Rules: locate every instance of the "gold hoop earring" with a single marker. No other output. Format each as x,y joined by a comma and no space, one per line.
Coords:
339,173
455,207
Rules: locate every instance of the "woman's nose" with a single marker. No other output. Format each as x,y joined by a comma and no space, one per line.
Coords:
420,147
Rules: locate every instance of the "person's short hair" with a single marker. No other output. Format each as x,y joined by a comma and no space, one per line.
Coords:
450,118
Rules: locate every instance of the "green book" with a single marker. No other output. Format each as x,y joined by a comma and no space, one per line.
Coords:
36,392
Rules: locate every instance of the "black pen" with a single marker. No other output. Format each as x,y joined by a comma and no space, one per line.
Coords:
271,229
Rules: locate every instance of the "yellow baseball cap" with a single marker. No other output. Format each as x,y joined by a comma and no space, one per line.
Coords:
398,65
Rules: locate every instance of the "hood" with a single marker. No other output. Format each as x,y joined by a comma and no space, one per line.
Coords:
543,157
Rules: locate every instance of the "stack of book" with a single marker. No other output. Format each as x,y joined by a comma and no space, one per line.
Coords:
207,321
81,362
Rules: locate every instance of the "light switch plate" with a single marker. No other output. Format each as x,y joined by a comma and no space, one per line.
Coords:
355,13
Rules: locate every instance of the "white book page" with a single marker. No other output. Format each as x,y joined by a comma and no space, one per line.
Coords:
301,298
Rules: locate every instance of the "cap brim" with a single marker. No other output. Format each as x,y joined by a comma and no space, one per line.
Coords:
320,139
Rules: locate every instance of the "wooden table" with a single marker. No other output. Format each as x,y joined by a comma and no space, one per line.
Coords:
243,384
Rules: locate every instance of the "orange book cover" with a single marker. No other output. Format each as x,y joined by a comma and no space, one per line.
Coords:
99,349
* * *
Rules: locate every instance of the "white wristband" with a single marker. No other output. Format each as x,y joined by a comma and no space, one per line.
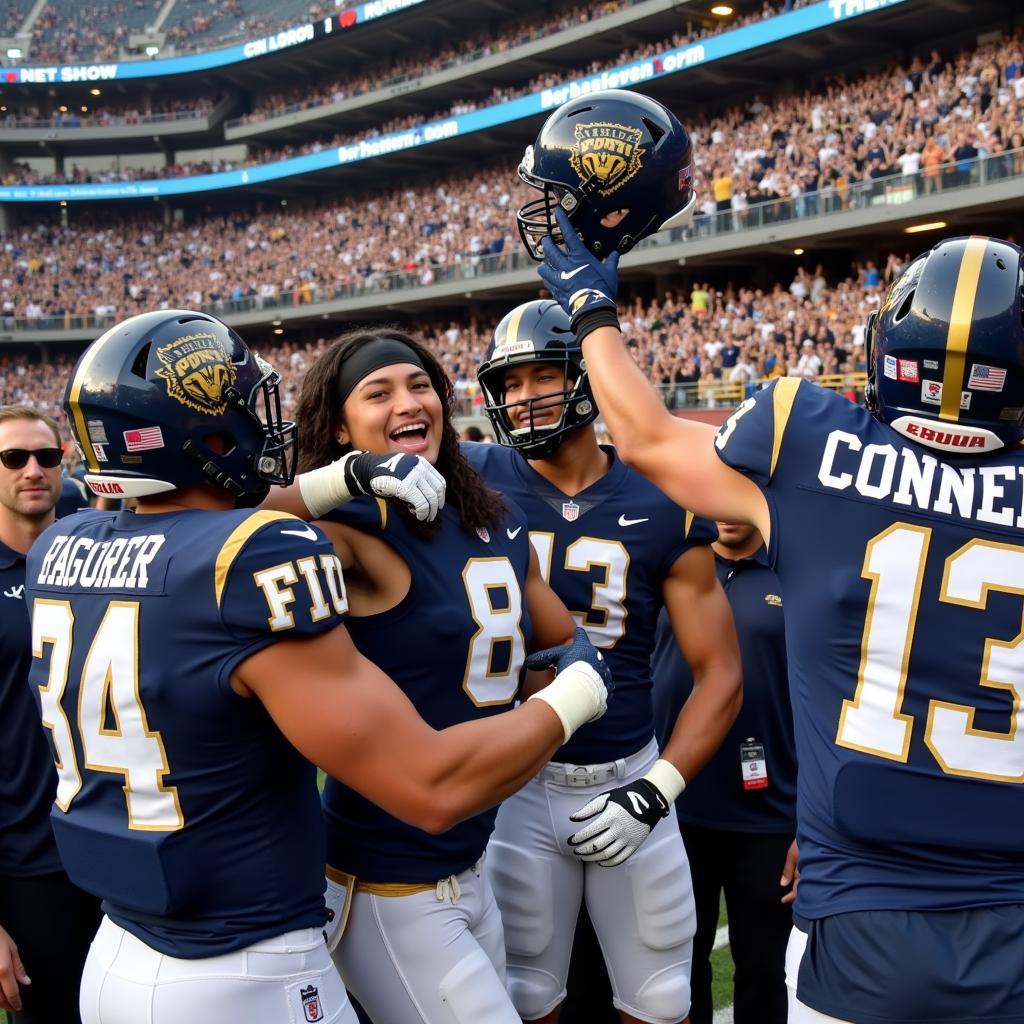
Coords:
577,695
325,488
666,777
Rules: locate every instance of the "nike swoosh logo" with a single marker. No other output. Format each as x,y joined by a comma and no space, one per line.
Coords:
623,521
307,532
...
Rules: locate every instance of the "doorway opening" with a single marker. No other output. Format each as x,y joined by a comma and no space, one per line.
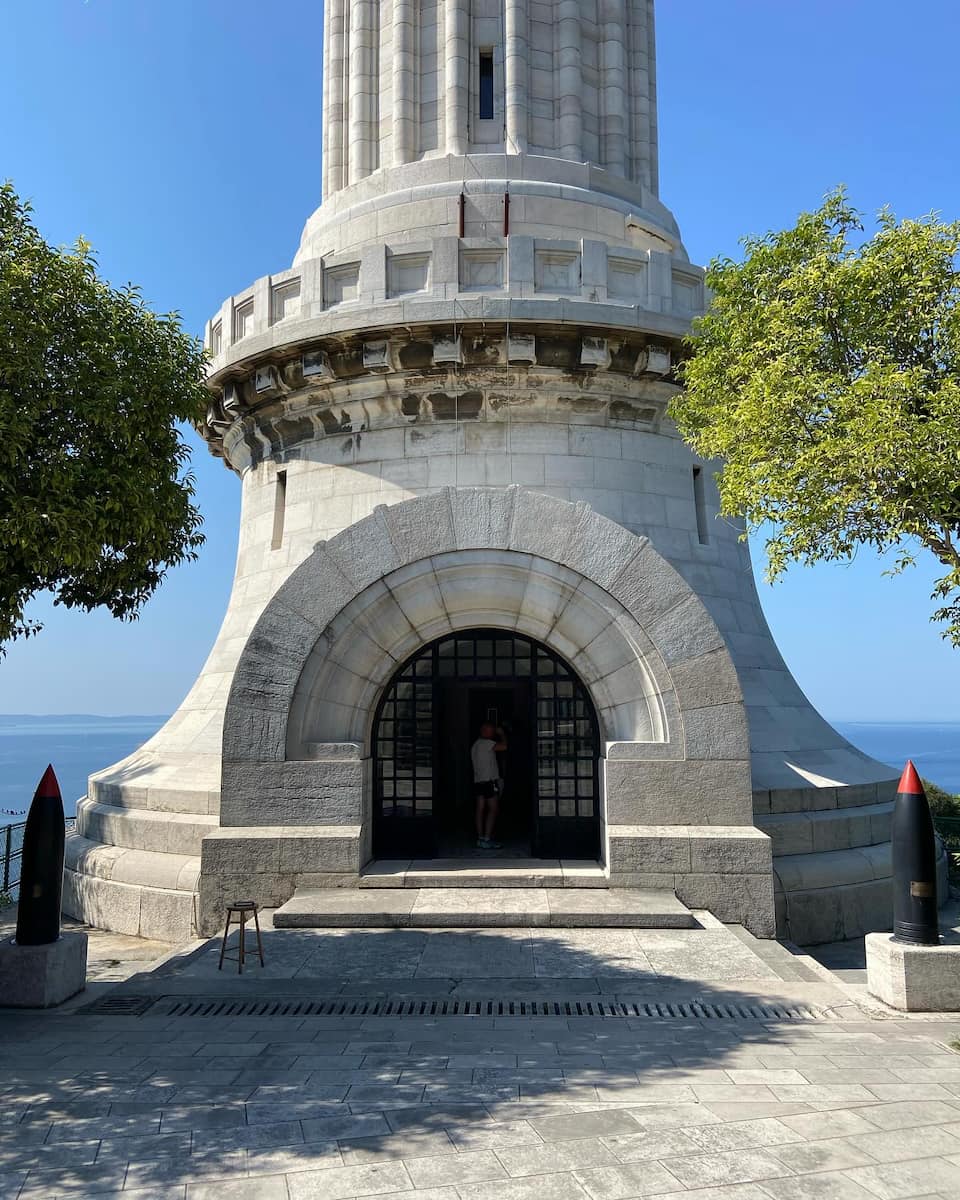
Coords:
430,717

● **Task directions**
Extract every line of the records that contains the string "book", matching case exactly.

● **Task response**
Rules: locate every instance of the "green book" with a single marker. No other output. Format each as x,y joined by a comma and no space, one per line.
Rules: locate every instance of the "stack of book" with a single marker. No other output. Format each as x,y joined by a comma and no space, one per line.
Rules: locate every instance of the "white book page" with a single marker. No other output. Format each as x,y joined by a comma and no space, one per line.
Rules: locate every instance of the "orange book cover" with a single marker. No other output. Format each as x,y joined by a comma and no space, one per line.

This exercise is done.